## Exercises to complete
1. According to the page on plans and concurrency limits, what is the maximum model size on the Feather Basic plan?
2. Extract the passage from "Feather Premium" to "r1 currently excluded)" from the page on plans and concurrency limits.

## Source passage
☆ ☆ ☆ ☆ ☆ ☆ ☆

Plans and Concurrency Limits

Explaining how subscription tiers translate to concurrent inference call maximums.

Unlike most serverless offerings that bill by tokens (and create in monthly billed amounts) Featherless plans are effectively reservations of capacity, deteriming the maximum size and concurrency of accessible models.

Individual plans are designed to enable use of even the largest models in our catalogue, and concurrent connections of smaller models, whereas businesses plans are designed to enable easy scaling from 2 concurrent requests to infinity.

Model Concurrency Costs

Each model has concurrency cost based on its size

*Model Sizes*	*Concurrency Cost*	*Example Models*
7B to 15B	1	Qwen 2.5 7B, Llama2 13B
24B to 34B	2	Qwen 32B coder, Mistral 3 24B
70B and 72B	4	Llama 3.3 70B, Qwen 2.5 72B
Deepseek & Kimi-K1	4 (individual plans only)	Deepseek v3, R1 & Kimi-K2

Plans and Allotments

Feather Basic

Concurrency Allotted: 2
Maximum model size: 15B
What You Can Run:
- 2 concurrent requests to any model ≤15B

Feather Premium

Concurrency Allotted: 4
Maximum model size: no limit (i.e. deepseek v3,r1 & Kimi-K2 included)
What You Can Run:
- 4 concurrent requests to models ≤15B, OR
- 2 concurrent requests to models ≤34B, OR
- 1 concurrent request to any model ≥70B, OR
- Any combination with concurrency cost up to 4

Feather Scale

Concurrency Allotted: 8 per scale unit
Maximum Model Size: 72B (i.e. deepseek v3 and r1 currently excluded)

☆ ☆ ☆ ☆ ☆ ☆ ☆

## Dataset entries
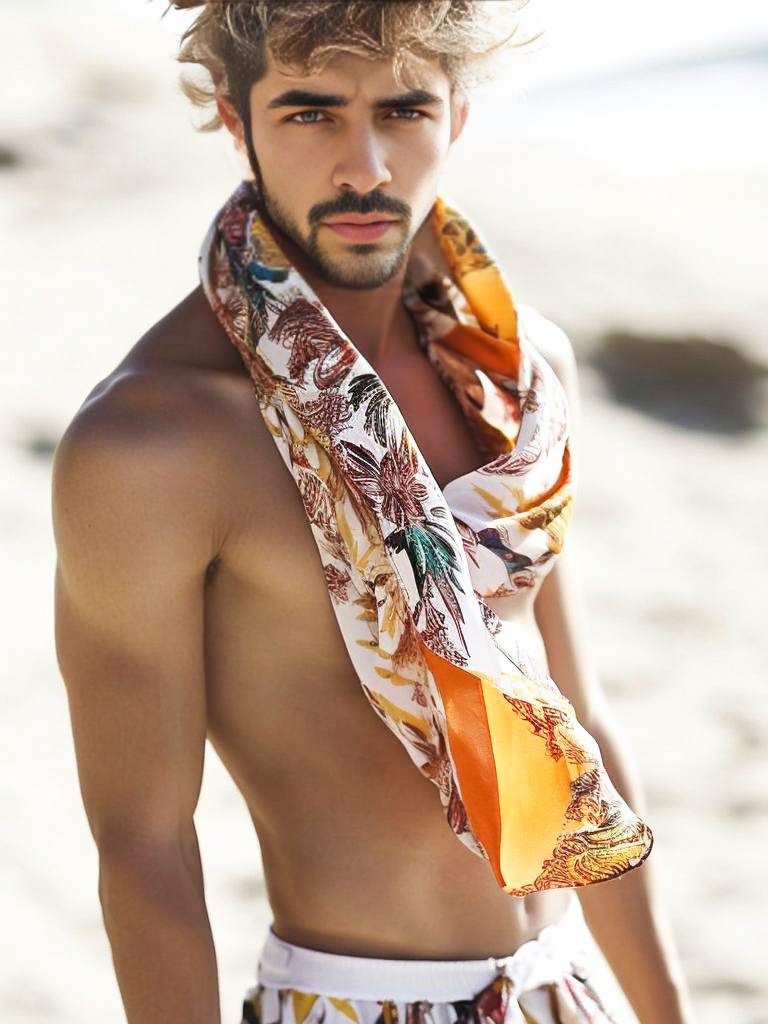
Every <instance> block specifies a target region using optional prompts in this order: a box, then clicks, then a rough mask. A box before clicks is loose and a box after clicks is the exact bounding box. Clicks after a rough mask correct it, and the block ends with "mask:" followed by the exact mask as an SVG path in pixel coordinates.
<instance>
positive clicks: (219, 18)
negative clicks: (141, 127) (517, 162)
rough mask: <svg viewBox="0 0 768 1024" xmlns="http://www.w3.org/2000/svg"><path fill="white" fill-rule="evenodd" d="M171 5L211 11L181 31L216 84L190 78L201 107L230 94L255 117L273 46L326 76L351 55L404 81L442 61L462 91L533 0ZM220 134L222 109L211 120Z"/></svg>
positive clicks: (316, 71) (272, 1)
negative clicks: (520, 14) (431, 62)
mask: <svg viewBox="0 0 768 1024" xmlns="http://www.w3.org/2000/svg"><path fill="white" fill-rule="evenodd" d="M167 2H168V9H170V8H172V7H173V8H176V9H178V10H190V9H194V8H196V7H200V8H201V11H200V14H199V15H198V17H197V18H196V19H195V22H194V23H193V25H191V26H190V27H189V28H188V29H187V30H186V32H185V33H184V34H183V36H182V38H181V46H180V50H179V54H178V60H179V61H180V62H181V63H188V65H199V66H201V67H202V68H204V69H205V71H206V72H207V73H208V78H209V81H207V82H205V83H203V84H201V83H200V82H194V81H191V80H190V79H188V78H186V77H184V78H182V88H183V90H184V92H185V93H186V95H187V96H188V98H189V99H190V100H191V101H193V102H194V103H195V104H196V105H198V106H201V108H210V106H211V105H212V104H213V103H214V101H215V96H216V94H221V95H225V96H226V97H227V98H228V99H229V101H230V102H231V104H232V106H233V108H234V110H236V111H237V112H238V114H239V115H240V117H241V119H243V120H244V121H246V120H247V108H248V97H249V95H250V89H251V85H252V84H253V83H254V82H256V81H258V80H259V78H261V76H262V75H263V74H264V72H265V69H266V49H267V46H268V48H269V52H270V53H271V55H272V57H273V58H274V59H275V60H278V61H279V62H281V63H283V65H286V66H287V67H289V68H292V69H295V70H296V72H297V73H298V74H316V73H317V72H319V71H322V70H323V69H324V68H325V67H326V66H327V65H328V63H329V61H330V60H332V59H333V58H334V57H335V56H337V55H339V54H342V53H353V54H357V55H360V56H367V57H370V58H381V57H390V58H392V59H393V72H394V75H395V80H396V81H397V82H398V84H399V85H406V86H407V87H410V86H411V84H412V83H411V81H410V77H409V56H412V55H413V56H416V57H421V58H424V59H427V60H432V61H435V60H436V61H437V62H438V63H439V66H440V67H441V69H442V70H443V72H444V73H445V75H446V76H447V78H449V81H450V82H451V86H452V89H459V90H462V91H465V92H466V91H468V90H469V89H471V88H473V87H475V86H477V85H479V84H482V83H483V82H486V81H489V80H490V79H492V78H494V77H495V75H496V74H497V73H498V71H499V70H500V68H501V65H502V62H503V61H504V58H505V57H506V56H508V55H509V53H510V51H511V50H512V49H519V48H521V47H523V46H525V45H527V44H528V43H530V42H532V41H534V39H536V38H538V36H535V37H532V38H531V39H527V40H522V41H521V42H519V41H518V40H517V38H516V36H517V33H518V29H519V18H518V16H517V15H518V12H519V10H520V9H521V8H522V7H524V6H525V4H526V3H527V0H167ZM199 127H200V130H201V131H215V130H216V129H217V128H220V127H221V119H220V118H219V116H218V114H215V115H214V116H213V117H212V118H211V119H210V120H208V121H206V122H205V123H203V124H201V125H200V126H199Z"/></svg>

☆ ☆ ☆ ☆ ☆ ☆ ☆

## Results for each task
1. 15B

2.
Feather Premium

Concurrency Allotted: 4
Maximum model size: no limit (i.e. deepseek v3,r1 & Kimi-K2 included)
What You Can Run:
- 4 concurrent requests to models ≤15B, OR
- 2 concurrent requests to models ≤34B, OR
- 1 concurrent request to any model ≥70B, OR
- Any combination with concurrency cost up to 4

Feather Scale

Concurrency Allotted: 8 per scale unit
Maximum Model Size: 72B (i.e. deepseek v3 and r1 currently excluded)